▶ **DIRECTION**: Can you transcribe every line exactly and leave the pictures behind?

▶ **ENTRIES SHOWN**:
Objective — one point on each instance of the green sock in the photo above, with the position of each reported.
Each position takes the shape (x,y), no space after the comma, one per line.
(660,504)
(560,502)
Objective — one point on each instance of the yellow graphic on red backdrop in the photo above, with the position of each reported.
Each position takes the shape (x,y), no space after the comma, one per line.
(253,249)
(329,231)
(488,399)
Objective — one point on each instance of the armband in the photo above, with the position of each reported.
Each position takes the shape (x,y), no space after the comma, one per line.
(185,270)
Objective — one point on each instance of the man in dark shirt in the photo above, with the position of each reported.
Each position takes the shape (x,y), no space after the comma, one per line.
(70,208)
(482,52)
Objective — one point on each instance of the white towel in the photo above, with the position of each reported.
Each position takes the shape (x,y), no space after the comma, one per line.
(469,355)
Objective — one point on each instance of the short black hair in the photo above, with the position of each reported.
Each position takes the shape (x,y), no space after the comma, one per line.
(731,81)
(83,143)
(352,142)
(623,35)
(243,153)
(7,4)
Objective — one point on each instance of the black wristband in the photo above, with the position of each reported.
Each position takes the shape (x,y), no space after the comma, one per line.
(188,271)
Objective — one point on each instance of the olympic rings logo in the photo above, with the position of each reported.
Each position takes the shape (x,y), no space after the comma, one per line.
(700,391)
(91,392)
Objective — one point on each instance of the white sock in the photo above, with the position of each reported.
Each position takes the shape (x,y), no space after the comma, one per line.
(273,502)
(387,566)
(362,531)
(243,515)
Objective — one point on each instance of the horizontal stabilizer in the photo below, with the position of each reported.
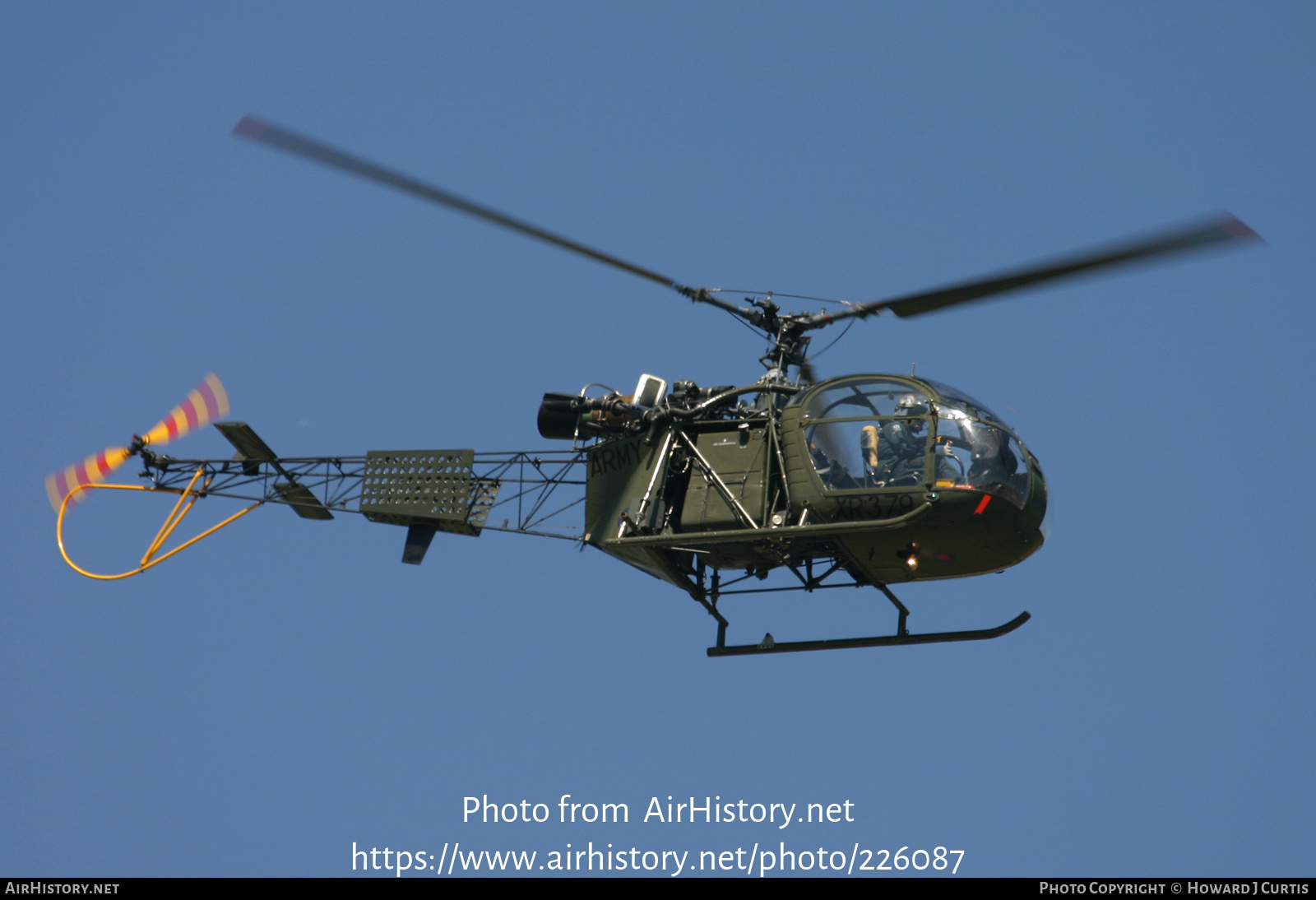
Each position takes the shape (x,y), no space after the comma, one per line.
(302,500)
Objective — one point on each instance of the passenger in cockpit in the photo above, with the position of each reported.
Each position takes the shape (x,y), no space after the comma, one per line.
(901,447)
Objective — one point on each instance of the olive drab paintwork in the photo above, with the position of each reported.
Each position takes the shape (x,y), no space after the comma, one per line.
(857,480)
(951,531)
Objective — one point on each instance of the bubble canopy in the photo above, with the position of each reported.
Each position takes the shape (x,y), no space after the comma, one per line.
(885,432)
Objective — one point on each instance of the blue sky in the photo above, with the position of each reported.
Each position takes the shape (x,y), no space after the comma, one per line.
(287,687)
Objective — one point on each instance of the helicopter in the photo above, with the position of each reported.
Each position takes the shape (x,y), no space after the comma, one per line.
(849,482)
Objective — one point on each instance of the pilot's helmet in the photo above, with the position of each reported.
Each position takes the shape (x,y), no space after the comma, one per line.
(908,404)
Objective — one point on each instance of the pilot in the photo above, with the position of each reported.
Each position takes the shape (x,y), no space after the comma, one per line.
(903,447)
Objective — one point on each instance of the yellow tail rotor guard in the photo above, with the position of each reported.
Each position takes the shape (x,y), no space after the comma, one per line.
(186,500)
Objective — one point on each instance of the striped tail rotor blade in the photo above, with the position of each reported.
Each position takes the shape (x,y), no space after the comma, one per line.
(92,470)
(204,404)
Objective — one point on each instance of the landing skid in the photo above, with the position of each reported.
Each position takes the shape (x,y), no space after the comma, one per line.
(901,637)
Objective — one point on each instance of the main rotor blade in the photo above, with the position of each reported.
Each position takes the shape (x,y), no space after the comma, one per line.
(274,136)
(1226,230)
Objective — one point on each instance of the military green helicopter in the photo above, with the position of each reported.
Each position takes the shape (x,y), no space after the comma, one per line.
(869,479)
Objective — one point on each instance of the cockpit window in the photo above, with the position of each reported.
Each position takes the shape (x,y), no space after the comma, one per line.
(878,432)
(975,454)
(868,454)
(872,397)
(957,397)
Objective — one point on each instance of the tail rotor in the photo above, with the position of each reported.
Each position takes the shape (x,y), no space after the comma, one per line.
(206,403)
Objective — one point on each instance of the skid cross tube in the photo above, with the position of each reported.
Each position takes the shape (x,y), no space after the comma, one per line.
(887,641)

▶ **TASK OUTPUT**:
Objective — one point on each instance of the green sock in the photo above, with the position of each reported.
Each position takes the shape (x,y), no space after the comma, one per line.
(660,504)
(560,502)
Objective — one point on each instance of the yellow graphic on red backdrop in the photo above, with the position of each reported.
Each position takes the shape (x,y), no space after the comma, one per line.
(253,249)
(329,231)
(488,399)
Objective — one point on each instance of the armband in the photo above, with the position of each reported.
Each position takes the shape (x,y), no space after the comma, one per line.
(185,270)
Objective — one point on each instance of the man in dark shirt in the photo above, with the position of each reported.
Each position takes the shape (x,y), no space after the comma, one per line.
(70,208)
(482,52)
Objective — one point on each instance of the white towel in the photo above, with the position of each reported.
Each position takes the shape (x,y), no space after the comma, one per line.
(469,355)
Objective — one point on each instance of the short black hair in the photo above, with the position of each reported.
Each position takes the shape (x,y), no space after the comma, one per line.
(731,81)
(83,143)
(352,142)
(623,35)
(243,153)
(7,4)
Objective — one point on each instance of the black wristband in the photo above, with the position of each reported.
Each position takes the shape (x,y), no space after the comma, one per line.
(188,271)
Objective — one point on each instance of the olympic rings logo in the photo above, with the position of each reported.
Each position takes the shape (x,y), no space after the comma, one per line.
(700,391)
(91,392)
Objective — one point on each instance of the white sock in the photo above, with the position of each reported.
Each position takes the shape (x,y), no space after the comma, one per line.
(273,502)
(387,566)
(362,531)
(243,515)
Objective — one point on each instance of the horizontal stabilizer in the photo below, with the position of each reported.
Each position takes the shape (x,y), no space after the comma, one per line.
(302,500)
Objective — one point on each instance of the passenger in cockpit in the photo above, with the position of each reported.
Each position takes the shape (x,y), no space after the comma, one per line.
(901,447)
Objective — one point on each instance of the olive drab paintwork in the photo above, with the position of each reported.
Each position takes the shape (x,y), no space after the comma, one per line.
(857,480)
(951,531)
Objective — one point on each instance of the bubble canopy in the photo above, with the position of each reported.
Each position takes the shape (x,y), no space after the comma, one per line.
(885,432)
Objective — one point on each instance of the blue sky in the photo above, with the position of each reported.
Each position takes the shape (x,y), no space after the comma, one per line.
(287,687)
Objective — one point on each instance of the helicopter in the photo above, with the position of each reported.
Each position takes the shape (x,y), no space after the comma, one per line.
(849,482)
Objective — one point on each instance of the pilot's helmet in the photo above, with the position of each reported.
Each position takes the shape (x,y), no space after the comma, one per line.
(908,404)
Objective — one point on each instance of the pilot in the photo above, with the position of each reported.
Each position takes the shape (x,y), no space after the comma, one per line.
(903,447)
Objective — one point on each instance of the yellow tail rotor guard in the photo above, with the position of each reported.
Each position takes the shape (x,y), no space after the comma, one per line.
(186,500)
Objective — one point on each instance of the striped tail rotor blade in the photo above, with the position of each reported.
Each position takes the shape (x,y), no space after the comma, one per line.
(92,470)
(204,404)
Objective — one point on each instance of the landing skid in the photo above, with the position of each reported.
Each position takes the shape (x,y), no space after the comma, one per line.
(901,637)
Objective — one point on each instance of the main rotor blade in the photo above, with the position of each reported.
Each position takes the shape (x,y), no space after the comma, one per line.
(274,136)
(1226,230)
Objective — one point on each instance of the military green helicopter in the photo above, with the position of each reported.
Each position takes the shape (x,y), no space after the comma, one per line.
(869,479)
Objective — one point on each instance of the cockpit window in the photo above, with the position of each reported.
Each position takes the shape (x,y), no space after the comma, one per line.
(878,432)
(975,454)
(868,454)
(872,397)
(957,397)
Objective — one point on each instance of the tail rotor in the photo above, with the position of each reported.
Each position takes the shape (x,y), no space after the comma, one per line.
(206,403)
Objective — one point on each instance of the skid cross tube in the photo above, with the position of each reported.
Each position takes the shape (x,y), no space after the comma, one per line.
(887,641)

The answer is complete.